EXTRAIT DU TEXTE –
--
De plus, la société de gestion ne dispose pas d’expérience dans le domaine des SCPI. Comme beaucoup de nouveaux entrants, elle vise haut : 100 millions d’euros de capitalisation en un an, un taux de distribution de 6,25 %, et une promesse de rythme d’investissement rapide. La première acquisition a été faite au Royaume-Uni dans la banlieue de Londres pour un montant de 4,6 millions d’euros.
Le pari de la performance est possible, mais repose sur une capacité d’exécution qui reste à prouver.
SCPI Iroko Atlas
Iroko Atlas est la nouvelle SCPI de rendement lancée en 2025 par Iroko après le succès d’Iroko Zen. Elle se veut plus agile et résolument tournée vers l’international : la totalité du patrimoine sera investie hors de France, principalement en Europe de l’Ouest, avec des opportunités en Europe centrale et même en Amérique du Nord lorsque les conditions seront favorables.
--
Enregistrements conservés:
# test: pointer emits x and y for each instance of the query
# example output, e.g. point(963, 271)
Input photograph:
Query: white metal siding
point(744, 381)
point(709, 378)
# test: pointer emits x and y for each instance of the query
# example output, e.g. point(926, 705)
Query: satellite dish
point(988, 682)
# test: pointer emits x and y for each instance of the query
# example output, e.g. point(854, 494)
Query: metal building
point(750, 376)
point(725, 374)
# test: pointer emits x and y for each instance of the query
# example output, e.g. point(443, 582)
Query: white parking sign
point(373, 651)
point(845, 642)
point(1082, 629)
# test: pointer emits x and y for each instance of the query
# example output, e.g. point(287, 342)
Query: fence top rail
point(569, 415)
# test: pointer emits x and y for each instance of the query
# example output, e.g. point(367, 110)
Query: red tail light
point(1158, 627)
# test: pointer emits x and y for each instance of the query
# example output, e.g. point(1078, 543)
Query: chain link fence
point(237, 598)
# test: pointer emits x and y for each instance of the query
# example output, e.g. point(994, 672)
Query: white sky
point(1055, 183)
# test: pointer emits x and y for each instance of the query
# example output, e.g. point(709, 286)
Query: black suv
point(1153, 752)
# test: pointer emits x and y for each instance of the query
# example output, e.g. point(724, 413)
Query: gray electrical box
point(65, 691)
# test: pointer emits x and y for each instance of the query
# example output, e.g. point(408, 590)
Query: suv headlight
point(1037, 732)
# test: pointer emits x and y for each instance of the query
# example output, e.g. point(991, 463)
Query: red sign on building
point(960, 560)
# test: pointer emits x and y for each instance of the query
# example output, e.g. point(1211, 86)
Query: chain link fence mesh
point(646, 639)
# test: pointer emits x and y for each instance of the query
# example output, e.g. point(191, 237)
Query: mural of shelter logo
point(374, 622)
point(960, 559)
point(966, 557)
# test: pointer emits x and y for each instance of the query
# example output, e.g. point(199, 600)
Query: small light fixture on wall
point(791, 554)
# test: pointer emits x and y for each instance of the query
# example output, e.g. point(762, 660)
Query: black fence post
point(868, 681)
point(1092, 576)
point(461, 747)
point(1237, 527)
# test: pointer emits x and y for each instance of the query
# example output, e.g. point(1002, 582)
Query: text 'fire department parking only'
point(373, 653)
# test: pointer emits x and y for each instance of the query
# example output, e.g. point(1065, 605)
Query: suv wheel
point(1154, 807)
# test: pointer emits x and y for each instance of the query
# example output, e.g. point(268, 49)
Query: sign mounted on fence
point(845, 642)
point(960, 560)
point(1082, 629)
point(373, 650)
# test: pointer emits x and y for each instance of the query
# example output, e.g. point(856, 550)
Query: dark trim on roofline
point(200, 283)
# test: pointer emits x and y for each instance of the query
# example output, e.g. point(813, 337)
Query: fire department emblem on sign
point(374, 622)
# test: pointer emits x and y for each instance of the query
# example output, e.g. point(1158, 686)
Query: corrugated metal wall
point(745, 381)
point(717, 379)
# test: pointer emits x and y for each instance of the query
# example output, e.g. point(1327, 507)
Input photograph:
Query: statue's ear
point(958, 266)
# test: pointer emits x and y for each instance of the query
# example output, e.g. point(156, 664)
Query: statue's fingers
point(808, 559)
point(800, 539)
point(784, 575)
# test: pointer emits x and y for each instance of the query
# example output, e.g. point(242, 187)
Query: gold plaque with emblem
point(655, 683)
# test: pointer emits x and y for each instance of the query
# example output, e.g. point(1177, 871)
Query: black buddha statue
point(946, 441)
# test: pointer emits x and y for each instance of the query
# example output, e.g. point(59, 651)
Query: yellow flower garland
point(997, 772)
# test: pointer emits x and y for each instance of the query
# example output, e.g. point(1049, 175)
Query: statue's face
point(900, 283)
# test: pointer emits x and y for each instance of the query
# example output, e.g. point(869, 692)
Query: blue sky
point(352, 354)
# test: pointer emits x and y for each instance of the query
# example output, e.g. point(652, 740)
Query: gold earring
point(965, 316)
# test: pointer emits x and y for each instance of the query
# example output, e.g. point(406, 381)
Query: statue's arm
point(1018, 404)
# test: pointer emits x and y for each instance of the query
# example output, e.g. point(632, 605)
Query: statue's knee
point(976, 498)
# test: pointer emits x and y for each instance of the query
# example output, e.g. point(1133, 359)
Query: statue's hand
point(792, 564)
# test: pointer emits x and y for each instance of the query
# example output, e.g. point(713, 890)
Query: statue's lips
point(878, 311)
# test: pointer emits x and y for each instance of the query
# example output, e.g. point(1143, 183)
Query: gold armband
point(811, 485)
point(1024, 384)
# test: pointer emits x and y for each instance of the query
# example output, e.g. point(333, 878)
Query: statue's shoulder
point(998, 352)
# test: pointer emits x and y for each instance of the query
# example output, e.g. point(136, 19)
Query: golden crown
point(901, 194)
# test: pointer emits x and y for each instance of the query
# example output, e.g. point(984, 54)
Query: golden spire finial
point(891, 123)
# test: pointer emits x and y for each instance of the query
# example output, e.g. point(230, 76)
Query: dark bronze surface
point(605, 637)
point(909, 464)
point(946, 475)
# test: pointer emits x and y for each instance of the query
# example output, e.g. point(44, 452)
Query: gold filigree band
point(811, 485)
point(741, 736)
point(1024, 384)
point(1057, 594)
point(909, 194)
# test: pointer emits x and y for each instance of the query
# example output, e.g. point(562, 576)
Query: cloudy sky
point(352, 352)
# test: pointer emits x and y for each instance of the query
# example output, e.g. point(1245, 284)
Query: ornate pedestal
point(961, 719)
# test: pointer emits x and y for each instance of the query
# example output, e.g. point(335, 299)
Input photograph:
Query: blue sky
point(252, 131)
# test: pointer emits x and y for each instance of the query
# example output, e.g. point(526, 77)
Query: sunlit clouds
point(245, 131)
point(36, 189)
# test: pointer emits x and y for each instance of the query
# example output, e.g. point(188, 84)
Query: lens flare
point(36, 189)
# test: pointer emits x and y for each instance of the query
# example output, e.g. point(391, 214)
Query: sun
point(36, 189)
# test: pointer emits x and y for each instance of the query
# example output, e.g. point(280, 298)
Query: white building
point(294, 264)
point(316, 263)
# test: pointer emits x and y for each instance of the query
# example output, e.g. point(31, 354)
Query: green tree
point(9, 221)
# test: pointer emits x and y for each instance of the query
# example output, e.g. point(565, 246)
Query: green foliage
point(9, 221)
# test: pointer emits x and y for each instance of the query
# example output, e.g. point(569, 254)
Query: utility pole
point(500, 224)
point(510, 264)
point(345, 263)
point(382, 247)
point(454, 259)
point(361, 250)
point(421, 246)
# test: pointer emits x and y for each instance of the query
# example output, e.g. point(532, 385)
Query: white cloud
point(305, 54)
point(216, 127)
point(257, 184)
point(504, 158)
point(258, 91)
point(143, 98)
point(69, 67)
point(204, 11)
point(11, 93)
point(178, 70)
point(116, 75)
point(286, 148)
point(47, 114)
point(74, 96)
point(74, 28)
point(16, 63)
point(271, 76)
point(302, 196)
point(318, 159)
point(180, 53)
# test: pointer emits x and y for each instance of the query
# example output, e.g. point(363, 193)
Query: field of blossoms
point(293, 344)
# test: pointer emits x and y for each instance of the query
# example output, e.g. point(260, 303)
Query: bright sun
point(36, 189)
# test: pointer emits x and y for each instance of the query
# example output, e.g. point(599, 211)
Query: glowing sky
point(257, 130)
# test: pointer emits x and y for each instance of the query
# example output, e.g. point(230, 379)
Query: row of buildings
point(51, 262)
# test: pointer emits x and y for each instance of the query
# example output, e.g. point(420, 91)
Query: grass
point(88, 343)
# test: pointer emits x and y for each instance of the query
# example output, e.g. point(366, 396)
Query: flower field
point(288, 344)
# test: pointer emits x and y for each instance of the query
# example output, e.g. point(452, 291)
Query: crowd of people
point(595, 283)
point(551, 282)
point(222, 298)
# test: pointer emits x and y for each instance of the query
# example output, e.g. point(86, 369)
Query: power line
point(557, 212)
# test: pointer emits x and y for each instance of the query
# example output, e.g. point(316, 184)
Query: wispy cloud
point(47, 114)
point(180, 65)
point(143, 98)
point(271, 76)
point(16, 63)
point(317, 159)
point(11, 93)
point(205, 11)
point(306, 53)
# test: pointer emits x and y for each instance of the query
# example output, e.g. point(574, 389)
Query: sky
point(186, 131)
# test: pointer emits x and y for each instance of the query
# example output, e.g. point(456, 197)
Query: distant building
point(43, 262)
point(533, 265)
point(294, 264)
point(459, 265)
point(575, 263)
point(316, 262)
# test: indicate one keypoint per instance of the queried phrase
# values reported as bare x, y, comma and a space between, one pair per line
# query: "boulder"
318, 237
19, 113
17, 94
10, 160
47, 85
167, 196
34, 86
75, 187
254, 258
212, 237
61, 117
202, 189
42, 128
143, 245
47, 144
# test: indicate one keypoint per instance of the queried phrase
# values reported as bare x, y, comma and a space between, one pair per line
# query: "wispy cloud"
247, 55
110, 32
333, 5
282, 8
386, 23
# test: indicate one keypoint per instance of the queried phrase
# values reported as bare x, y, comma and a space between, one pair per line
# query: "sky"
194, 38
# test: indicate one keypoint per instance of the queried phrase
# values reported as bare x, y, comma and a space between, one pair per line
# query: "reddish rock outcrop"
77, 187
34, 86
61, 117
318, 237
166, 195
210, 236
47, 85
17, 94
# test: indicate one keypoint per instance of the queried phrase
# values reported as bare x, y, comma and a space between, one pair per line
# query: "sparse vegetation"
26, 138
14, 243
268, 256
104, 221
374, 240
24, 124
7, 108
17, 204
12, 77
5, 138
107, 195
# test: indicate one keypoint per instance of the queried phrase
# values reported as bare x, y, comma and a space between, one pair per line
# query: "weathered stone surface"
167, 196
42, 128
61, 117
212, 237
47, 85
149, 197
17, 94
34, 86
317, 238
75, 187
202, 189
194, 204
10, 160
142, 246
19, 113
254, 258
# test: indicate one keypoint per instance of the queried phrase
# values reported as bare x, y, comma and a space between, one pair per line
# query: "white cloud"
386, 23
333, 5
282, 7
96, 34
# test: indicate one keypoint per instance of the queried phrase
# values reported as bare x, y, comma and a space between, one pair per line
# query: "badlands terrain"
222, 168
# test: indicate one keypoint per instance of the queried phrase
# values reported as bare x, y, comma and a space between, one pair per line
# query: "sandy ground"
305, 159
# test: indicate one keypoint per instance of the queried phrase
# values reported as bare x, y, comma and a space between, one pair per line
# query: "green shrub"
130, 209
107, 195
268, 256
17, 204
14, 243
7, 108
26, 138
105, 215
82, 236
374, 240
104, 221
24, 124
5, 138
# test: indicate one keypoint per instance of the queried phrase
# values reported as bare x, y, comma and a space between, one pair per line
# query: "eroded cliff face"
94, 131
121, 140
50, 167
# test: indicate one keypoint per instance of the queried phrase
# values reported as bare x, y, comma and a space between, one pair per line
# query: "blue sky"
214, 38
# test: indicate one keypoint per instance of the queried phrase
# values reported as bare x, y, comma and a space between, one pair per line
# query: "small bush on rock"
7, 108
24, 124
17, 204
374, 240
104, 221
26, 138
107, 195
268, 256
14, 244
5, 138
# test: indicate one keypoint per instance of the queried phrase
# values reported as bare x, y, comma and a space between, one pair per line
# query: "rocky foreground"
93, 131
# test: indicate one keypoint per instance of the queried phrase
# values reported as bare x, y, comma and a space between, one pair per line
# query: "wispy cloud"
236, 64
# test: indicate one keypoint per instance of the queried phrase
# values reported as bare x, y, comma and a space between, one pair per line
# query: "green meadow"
--
Recopiez l'extrait du texte en entier, sans y apporter la moindre modification. Les enregistrements ne servent pas ici.

De plus, la société de gestion ne dispose pas d’expérience dans le domaine des SCPI. Comme beaucoup de nouveaux entrants, elle vise haut : 100 millions d’euros de capitalisation en un an, un taux de distribution de 6,25 %, et une promesse de rythme d’investissement rapide. La première acquisition a été faite au Royaume-Uni dans la banlieue de Londres pour un montant de 4,6 millions d’euros.
Le pari de la performance est possible, mais repose sur une capacité d’exécution qui reste à prouver.
SCPI Iroko Atlas
Iroko Atlas est la nouvelle SCPI de rendement lancée en 2025 par Iroko après le succès d’Iroko Zen. Elle se veut plus agile et résolument tournée vers l’international : la totalité du patrimoine sera investie hors de France, principalement en Europe de l’Ouest, avec des opportunités en Europe centrale et même en Amérique du Nord lorsque les conditions seront favorables.